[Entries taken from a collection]
● ● ● ● ● ● ●
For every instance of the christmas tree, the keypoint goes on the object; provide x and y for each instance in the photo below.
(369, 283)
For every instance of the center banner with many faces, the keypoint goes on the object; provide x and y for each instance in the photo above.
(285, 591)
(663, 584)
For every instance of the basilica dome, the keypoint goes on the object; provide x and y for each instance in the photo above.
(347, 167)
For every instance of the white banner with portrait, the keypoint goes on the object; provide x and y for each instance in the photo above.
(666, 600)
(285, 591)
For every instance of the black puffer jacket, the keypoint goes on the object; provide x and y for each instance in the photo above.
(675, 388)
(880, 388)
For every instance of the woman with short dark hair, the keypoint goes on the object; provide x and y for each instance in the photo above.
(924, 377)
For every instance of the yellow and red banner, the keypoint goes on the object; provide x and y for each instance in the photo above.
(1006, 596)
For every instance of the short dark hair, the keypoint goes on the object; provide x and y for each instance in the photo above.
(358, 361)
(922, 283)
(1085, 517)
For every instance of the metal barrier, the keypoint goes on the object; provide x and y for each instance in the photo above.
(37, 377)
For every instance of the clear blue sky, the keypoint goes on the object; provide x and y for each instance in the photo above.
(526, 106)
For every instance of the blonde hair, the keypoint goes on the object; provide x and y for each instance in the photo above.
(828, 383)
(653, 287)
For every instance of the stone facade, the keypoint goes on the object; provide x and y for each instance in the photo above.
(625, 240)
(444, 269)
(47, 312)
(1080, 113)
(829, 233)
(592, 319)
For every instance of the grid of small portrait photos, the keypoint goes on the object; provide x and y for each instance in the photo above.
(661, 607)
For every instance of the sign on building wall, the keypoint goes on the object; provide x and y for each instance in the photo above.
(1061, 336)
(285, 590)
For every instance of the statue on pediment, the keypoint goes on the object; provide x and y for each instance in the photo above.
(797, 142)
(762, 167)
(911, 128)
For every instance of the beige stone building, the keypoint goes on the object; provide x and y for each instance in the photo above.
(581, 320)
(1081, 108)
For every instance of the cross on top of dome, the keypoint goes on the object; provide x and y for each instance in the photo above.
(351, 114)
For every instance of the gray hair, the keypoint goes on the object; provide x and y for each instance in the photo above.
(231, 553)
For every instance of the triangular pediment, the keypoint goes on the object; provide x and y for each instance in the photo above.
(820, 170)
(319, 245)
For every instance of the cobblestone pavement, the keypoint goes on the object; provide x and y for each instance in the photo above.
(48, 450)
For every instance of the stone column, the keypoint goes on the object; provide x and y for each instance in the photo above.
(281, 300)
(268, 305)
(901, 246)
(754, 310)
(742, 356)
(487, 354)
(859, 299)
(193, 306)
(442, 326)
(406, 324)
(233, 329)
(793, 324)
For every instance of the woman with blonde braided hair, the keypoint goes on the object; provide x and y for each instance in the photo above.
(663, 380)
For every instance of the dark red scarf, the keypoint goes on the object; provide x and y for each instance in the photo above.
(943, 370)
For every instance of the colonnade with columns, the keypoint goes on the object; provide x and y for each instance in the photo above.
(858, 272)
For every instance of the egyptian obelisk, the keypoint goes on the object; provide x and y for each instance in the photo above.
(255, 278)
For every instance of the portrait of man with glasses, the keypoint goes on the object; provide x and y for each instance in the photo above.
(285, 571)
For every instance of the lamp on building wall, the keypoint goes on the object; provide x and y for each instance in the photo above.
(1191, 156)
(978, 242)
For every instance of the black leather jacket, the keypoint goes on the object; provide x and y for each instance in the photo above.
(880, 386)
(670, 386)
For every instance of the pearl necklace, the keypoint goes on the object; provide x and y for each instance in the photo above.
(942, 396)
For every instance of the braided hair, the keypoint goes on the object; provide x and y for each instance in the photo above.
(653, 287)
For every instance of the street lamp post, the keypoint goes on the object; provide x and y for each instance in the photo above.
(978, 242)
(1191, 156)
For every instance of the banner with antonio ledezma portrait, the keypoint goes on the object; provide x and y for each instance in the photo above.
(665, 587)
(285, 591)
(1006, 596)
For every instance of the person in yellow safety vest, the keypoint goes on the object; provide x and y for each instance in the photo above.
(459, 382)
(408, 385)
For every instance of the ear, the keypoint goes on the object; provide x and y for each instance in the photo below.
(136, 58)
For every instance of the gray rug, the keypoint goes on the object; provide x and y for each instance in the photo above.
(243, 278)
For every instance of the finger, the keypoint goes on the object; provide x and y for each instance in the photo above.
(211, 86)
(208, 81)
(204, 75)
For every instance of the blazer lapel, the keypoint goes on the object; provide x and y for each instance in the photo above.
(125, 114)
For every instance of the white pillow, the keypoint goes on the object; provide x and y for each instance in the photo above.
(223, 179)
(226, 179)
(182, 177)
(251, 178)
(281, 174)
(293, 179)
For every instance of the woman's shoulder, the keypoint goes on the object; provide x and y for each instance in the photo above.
● ● ● ● ● ● ●
◆ **Given problem**
Print exactly the lines from the one with "For every instance of the black leather" through the end of the data, inclusive.

◆ **Written solution**
For every instance of the black leather jacket, the keypoint goes on the object; provide x and y for each instance in the photo above.
(880, 386)
(670, 386)
For every instance of the pearl necklace, the keypoint goes on the object; provide x and y for each instance in the photo above.
(942, 396)
For every instance of the braided hair, the keypoint goes on the object; provide x and y for each instance in the photo above.
(653, 287)
For every instance of the street lamp post, the keypoint goes on the object; provide x and y for each instance in the photo above.
(978, 242)
(1191, 156)
For every instance of the banner with antonio ledezma portrait, the keypoint goes on the object; provide x and y for each instance in the photo above.
(665, 587)
(285, 591)
(1006, 596)
For every instance of the person in yellow safety vest, the keypoint goes on the object; provide x and y for each instance in the photo above.
(459, 382)
(408, 385)
For every instance of the ear, the keypoint goes on the object; provide x and y for each instance in the photo below.
(136, 58)
For every instance of the gray rug, the keypoint goes on the object; provide x and y for each instance in the photo above.
(243, 278)
For every instance of the finger, the keypoint goes on the object; provide x and y for each instance in the photo above.
(211, 86)
(208, 81)
(204, 75)
For every instance of the blazer lapel, the keypoint goes on the object; provide x and y for each instance in the photo above.
(125, 114)
For every instance of the white pillow, the keypoint goes on the object; provide x and y for each instance in the photo above.
(223, 179)
(226, 179)
(182, 177)
(251, 178)
(281, 174)
(293, 179)
For every instance of the woman's shoulder, the keypoint goes on the object; provide x and y for each instance in the photo above.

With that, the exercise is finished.